#### [SELECTED TEXT]
<<<<

Workplace and environmental factors

Can my job or the environment affect my risk of cancer?

Exposure to harmful substances in the environment or workplace can cause cancer. Substances that cause cancer are called carcinogens.

In the UK, the government have now banned many known carcinogens. These include many used in the workplace. But some of these carcinogens can cause cancer years after you have been exposed to them.

If you have a cancer caused by your workplace, you may be able to claim Industrial Injuries Disablement Benefit.


Asbestos is a natural mineral that can damage the lungs. It is now banned in the UK. Asbestos can cause a cancer called mesothelioma. Mesothelioma is a rare type of cancer affecting the lining of the lungs or abdomen. Mesothelioma can develop many years after you are exposed to asbestos. The people most likely to have been exposed to asbestos at work include:

  • joiners and construction workers
  • plumbers
  • electricians
  • boilermakers
  • shipbuilders.

People who have not worked with asbestos can also develop mesothelioma. These may include:

  • family members of people who have worked with asbestos – sometimes caused by dust on the worker’s clothes 
  • people who lived near asbestos factories
  • people in buildings containing asbestos materials – if building work or damage disturbed the asbestos.

Other workplace causes of cancer

Some chemicals have been linked to bladder cancer. These chemicals were previously used in dye factories and other industries. Many of these chemicals are now banned. But bladder cancer can take more than 25 years to develop after you are exposed to the chemicals.

Some chemicals can also slightly increase the risk of skin cancer. Many of these chemicals are also banned.

>>>>

#### [SUPPLIED MATERIAL]
<<<<

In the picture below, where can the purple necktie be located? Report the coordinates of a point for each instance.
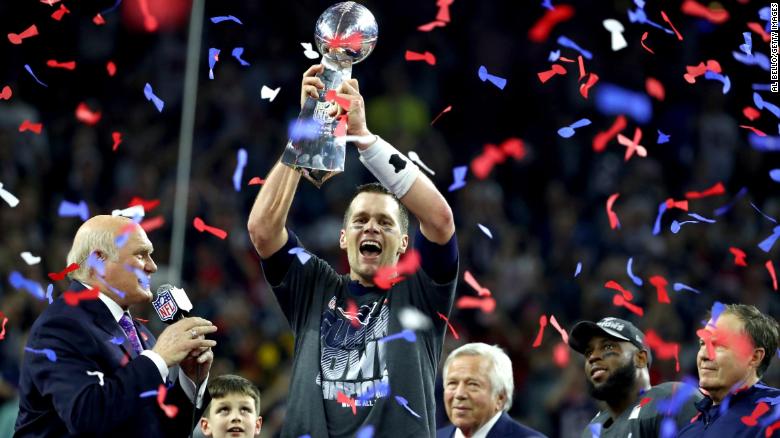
(132, 334)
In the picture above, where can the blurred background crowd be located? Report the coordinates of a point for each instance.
(546, 211)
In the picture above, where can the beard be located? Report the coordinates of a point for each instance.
(617, 386)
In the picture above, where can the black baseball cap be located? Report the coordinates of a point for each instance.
(616, 328)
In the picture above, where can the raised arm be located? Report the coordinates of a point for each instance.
(396, 172)
(268, 217)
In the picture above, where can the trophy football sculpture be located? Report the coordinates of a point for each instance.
(345, 34)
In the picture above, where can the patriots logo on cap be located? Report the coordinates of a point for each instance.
(165, 305)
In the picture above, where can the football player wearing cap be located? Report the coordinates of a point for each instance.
(617, 363)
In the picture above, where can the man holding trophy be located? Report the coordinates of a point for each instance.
(355, 366)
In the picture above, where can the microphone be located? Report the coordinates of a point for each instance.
(171, 304)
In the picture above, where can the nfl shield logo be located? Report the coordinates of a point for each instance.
(165, 305)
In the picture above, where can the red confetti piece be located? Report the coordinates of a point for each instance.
(771, 268)
(342, 398)
(614, 222)
(86, 115)
(663, 350)
(618, 300)
(488, 304)
(201, 226)
(148, 204)
(757, 131)
(414, 56)
(644, 37)
(59, 13)
(540, 31)
(57, 276)
(152, 224)
(602, 138)
(471, 281)
(387, 276)
(739, 256)
(445, 110)
(663, 14)
(561, 355)
(556, 69)
(584, 88)
(751, 113)
(760, 409)
(6, 93)
(759, 29)
(561, 331)
(69, 65)
(29, 126)
(682, 205)
(452, 329)
(17, 38)
(660, 284)
(655, 88)
(542, 325)
(716, 16)
(117, 137)
(715, 190)
(170, 410)
(72, 298)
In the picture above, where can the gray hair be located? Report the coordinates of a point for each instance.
(500, 370)
(86, 242)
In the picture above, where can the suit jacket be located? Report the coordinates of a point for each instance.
(505, 427)
(60, 399)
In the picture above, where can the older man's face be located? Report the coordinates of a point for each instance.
(468, 393)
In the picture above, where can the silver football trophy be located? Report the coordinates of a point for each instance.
(345, 34)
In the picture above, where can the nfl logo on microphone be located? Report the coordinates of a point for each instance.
(165, 305)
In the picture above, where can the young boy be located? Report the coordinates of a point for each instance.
(234, 410)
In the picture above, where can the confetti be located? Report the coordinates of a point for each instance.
(459, 177)
(220, 19)
(495, 80)
(57, 276)
(201, 226)
(29, 70)
(27, 33)
(428, 57)
(69, 209)
(150, 96)
(241, 160)
(568, 131)
(49, 353)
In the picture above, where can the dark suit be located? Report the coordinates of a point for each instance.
(505, 427)
(60, 399)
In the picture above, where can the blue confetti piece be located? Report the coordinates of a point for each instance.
(236, 53)
(637, 281)
(220, 19)
(29, 70)
(612, 100)
(679, 286)
(213, 56)
(150, 96)
(459, 175)
(709, 74)
(485, 230)
(238, 173)
(48, 352)
(301, 253)
(69, 209)
(566, 42)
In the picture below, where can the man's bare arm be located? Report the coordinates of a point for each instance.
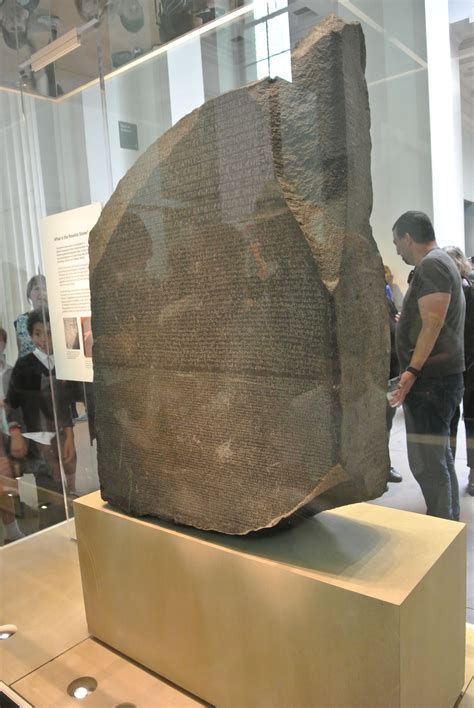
(433, 309)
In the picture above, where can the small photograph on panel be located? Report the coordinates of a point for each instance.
(71, 333)
(87, 336)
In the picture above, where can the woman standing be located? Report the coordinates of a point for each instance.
(465, 269)
(38, 297)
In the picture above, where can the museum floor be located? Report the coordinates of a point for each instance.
(41, 592)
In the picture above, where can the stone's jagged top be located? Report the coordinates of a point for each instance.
(238, 300)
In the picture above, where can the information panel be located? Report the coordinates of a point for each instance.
(65, 239)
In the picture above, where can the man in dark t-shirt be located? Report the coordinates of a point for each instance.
(430, 349)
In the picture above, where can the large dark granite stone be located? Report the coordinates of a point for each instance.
(239, 315)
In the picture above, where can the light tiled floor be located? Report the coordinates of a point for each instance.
(407, 494)
(119, 681)
(40, 592)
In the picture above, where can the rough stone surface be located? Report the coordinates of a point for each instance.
(238, 306)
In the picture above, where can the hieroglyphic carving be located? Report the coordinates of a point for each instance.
(238, 306)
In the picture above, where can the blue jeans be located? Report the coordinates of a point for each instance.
(429, 408)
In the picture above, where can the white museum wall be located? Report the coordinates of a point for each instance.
(77, 159)
(21, 205)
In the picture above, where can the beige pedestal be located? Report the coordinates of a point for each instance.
(362, 606)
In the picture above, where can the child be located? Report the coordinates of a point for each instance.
(30, 390)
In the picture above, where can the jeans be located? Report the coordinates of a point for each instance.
(429, 408)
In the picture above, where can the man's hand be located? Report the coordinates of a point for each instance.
(406, 382)
(18, 445)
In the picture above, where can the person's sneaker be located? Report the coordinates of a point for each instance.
(470, 484)
(394, 476)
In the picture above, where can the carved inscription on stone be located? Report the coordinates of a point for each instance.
(239, 319)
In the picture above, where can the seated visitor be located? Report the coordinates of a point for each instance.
(31, 391)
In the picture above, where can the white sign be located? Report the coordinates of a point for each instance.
(65, 239)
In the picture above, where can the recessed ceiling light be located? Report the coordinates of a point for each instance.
(81, 687)
(7, 631)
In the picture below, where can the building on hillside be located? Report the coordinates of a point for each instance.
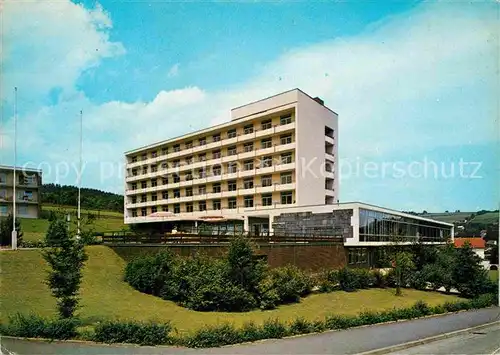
(27, 183)
(478, 245)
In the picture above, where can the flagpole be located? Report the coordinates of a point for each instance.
(14, 197)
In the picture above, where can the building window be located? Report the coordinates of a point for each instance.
(231, 150)
(248, 183)
(248, 200)
(266, 124)
(286, 158)
(286, 178)
(248, 165)
(266, 180)
(286, 198)
(266, 162)
(231, 203)
(286, 119)
(286, 139)
(216, 170)
(232, 168)
(248, 147)
(248, 129)
(266, 143)
(267, 200)
(231, 185)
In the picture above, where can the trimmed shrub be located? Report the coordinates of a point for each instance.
(132, 332)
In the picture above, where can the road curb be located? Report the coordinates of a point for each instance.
(414, 343)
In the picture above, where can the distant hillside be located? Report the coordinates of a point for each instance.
(91, 199)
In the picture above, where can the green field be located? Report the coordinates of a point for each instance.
(104, 294)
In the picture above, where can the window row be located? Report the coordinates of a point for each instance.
(250, 128)
(286, 198)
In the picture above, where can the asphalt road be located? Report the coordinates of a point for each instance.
(351, 341)
(483, 341)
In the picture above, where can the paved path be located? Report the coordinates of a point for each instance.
(351, 341)
(483, 341)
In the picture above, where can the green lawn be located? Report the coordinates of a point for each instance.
(105, 295)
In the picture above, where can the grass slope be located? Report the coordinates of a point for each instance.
(105, 295)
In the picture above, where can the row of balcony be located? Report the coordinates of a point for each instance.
(241, 191)
(211, 162)
(218, 144)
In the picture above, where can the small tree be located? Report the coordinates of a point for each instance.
(6, 230)
(66, 257)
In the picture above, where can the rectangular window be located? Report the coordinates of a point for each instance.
(286, 119)
(286, 178)
(286, 198)
(248, 165)
(248, 200)
(231, 203)
(248, 147)
(266, 124)
(267, 200)
(266, 143)
(231, 185)
(286, 139)
(248, 129)
(286, 158)
(266, 180)
(248, 183)
(231, 150)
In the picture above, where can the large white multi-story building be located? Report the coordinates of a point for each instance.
(275, 153)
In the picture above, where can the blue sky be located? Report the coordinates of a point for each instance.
(415, 85)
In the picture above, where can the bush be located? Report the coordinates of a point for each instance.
(33, 326)
(132, 332)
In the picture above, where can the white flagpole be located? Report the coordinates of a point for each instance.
(14, 197)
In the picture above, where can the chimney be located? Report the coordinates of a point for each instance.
(319, 101)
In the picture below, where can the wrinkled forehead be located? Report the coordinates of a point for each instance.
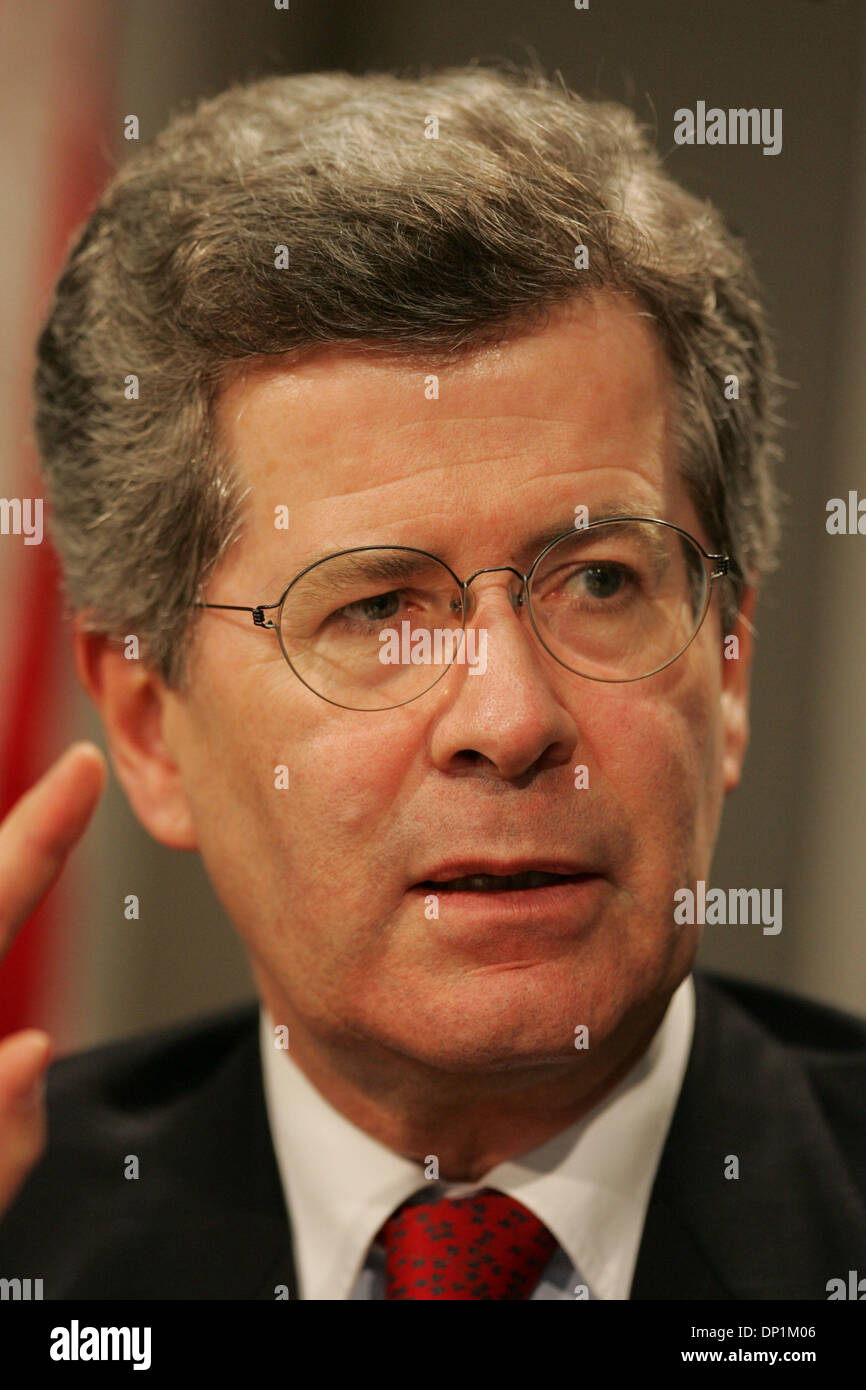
(364, 448)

>>>>

#### [REQUIRED TASKS]
(1) Can you retype the workplace and environmental cancer text word for word, from "Can my job or" up to and including "exposed to them."?
(2) How would the text on workplace and environmental cancer risks go on after its last sentence? Write the next part.

#### [RESPONSES FOR EACH TASK]
(1)
Can my job or the environment affect my risk of cancer?

Exposure to harmful substances in the environment or workplace can cause cancer. Substances that cause cancer are called carcinogens.

In the UK, the government have now banned many known carcinogens. These include many used in the workplace. But some of these carcinogens can cause cancer years after you have been exposed to them.

(2)
Environmental causes of cancer

One of the main environmental causes of cancer is ultraviolet (UV) radiation from the sun. We know that many skin cancers, including melanoma, are caused by spending too much time in the sun.

The people most at risk are those who work outside, and those who are fair-skinned. There are things you can do to reduce your risk:

  • Try to avoid the sun between 11am and 3pm.
  • Use a sun cream with a sun protection factor (SPF) of at least 30.
  • Wear a hat that protects your head, face and neck.
  • Wear clothes with long sleeves when in the sun.

Radon is another possible source of radiation that may be linked to cancer. Radon is a natural gas that is found in rock in parts of the UK. Radon has been linked to lung cancer. But the risk is very small.

Back to Potential causes of cancer

Low immunity

People with low immunity are at a higher risk of developing some types of cancer.

Viruses and bacteria

You cannot catch cancer from someone else. But some viruses may increase your risk of developing cancer.

Human papilloma virus (HPV)

Human papilloma virus (or HPV) is a common infection. Some types of HPV can increase the risk of developing cancer.